Data shown Start Marker

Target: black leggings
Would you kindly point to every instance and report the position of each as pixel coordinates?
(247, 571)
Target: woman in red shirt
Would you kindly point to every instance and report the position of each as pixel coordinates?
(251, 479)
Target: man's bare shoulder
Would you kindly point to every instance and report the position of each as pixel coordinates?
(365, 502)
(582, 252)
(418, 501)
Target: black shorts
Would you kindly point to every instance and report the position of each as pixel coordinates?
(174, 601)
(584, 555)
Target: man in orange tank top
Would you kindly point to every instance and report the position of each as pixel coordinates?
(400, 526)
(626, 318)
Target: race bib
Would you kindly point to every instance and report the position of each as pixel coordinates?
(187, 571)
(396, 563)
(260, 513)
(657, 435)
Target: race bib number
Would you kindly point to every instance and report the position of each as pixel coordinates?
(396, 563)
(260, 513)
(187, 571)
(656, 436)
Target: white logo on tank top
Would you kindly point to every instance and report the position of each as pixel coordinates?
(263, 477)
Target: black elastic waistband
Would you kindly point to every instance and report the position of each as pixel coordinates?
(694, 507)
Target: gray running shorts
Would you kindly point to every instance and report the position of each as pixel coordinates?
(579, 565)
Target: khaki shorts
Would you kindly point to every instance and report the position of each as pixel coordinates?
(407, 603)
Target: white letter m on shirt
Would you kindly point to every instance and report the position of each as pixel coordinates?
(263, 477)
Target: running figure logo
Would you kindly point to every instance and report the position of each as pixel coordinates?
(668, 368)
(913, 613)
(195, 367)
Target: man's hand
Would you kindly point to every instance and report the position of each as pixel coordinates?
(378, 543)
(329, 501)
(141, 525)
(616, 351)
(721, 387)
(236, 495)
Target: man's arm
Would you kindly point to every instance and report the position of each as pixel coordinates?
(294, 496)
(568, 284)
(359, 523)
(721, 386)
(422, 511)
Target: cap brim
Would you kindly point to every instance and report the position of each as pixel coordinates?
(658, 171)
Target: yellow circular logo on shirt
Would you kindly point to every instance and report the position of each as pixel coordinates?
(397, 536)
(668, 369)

Data shown End Marker

▸ Activity: Among the entries above, which lines include "logo"? List them all.

▸ Solved exercise:
Target: white logo on tank top
Target: running figure logo
Target: yellow circular logo on shirt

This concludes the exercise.